Extracted data
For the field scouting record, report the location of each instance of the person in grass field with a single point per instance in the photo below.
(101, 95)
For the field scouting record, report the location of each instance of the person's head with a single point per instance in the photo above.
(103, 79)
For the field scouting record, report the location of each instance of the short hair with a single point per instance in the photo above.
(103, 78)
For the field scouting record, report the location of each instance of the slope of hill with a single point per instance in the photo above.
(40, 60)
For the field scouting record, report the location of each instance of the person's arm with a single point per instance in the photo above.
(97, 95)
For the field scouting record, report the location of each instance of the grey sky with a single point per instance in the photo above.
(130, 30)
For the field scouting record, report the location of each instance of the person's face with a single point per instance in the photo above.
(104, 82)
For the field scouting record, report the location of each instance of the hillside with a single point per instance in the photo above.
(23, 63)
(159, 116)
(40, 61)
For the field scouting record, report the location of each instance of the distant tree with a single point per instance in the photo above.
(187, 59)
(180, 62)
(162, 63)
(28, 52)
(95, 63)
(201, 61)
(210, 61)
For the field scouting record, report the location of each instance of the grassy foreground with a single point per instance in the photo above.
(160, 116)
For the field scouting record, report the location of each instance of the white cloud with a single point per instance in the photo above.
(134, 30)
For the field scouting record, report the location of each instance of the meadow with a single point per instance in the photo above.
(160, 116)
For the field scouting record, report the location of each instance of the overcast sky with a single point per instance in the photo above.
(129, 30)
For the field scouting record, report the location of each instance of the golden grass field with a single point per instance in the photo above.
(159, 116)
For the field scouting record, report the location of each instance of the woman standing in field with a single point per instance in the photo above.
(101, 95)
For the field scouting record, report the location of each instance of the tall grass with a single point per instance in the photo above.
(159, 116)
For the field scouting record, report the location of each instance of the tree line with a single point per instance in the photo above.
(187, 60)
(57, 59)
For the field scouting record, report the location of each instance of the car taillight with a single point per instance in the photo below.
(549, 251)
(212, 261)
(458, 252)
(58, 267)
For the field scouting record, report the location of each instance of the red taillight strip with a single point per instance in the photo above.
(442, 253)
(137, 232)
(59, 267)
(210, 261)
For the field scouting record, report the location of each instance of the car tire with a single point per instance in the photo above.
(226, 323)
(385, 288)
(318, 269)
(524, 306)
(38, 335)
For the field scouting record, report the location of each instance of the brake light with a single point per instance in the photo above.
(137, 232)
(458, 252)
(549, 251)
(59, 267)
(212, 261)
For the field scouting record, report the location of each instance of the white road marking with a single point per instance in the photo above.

■ Written instruction ■
Turn the data above into a numbered list, from the line with "the red taillight" up to and including the last line, and leave out any blank lines.

■ Answer for the task ■
1. For the field scouting record, report the location of each instance of the red taillight strip with a single point per instance in the photo above.
2. (442, 253)
3. (137, 232)
4. (59, 267)
5. (210, 261)
6. For the field scouting record, report the location of each instance of the car tire with a single point per instance in the photo above.
7. (226, 323)
8. (385, 288)
9. (318, 269)
10. (524, 306)
11. (38, 335)
12. For the field scouting record, report the location of each instance of the brake light with a single point per instance in the photo above.
13. (137, 232)
14. (458, 252)
15. (549, 251)
16. (59, 267)
17. (212, 261)
18. For the field scouting record, report the location of each instance of the white road marking with a single point per instance in the photo above.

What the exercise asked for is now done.